:: Work instruction ::
Your response should contain only the lines running from the top of the data below through the line with "box: [0, 18, 53, 84]", both included. Pictures must be omitted.

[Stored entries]
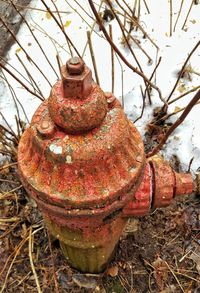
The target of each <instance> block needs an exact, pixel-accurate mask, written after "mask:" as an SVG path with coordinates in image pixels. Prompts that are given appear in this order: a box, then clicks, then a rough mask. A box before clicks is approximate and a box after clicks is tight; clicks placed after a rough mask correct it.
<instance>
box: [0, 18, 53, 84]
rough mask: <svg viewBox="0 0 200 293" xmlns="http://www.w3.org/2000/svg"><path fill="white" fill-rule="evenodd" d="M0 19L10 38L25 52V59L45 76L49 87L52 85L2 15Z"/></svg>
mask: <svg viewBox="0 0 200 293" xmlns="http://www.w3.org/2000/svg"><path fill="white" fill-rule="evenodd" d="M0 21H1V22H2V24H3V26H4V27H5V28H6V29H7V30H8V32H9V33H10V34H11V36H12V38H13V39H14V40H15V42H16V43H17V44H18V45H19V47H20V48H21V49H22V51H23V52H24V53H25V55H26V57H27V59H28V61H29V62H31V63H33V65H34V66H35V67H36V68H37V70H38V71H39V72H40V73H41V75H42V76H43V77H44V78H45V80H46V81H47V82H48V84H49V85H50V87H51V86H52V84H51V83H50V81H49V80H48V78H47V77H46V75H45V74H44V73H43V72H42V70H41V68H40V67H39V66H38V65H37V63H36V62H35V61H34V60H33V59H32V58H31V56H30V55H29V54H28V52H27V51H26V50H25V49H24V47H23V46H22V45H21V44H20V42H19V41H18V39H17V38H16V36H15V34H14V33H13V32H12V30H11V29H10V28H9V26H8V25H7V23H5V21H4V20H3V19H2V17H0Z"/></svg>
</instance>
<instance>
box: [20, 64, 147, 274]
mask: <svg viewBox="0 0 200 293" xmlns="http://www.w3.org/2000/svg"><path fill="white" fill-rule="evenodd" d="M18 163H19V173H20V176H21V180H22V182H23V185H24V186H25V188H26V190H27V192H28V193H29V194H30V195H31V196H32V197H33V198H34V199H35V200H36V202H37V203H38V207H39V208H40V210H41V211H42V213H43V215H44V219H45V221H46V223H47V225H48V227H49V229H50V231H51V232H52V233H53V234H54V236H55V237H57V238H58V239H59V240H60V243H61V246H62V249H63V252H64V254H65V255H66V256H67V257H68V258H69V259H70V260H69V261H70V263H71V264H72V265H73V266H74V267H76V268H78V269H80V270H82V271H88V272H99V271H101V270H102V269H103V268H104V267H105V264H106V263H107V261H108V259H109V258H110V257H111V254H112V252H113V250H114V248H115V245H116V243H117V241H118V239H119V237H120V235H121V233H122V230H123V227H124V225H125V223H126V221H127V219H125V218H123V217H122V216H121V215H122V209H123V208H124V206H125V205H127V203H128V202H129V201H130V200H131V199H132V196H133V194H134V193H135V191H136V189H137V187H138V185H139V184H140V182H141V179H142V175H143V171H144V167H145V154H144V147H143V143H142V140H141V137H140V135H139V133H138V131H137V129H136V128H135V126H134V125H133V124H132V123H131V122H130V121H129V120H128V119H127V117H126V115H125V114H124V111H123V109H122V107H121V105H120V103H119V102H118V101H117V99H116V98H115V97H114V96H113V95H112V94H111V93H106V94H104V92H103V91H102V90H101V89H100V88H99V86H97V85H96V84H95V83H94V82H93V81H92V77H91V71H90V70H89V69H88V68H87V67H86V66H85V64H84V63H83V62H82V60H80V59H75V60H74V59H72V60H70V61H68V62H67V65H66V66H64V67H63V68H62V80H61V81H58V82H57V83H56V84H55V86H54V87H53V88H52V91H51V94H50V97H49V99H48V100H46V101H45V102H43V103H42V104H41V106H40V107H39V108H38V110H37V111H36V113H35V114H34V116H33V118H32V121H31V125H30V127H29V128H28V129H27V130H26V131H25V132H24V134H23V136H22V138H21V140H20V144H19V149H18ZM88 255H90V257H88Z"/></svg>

:: Result of this task ::
The target of each <instance> block needs an exact, pixel-accurate mask, written after "mask:" as an SVG path with coordinates in image pixels. Prompts that are given appear in this order: a box, then clicks, then a rough mask. A box before clicks is approximate and a box after clicks is tight; clicks placed after a rough mask correct it.
<instance>
box: [0, 18, 53, 84]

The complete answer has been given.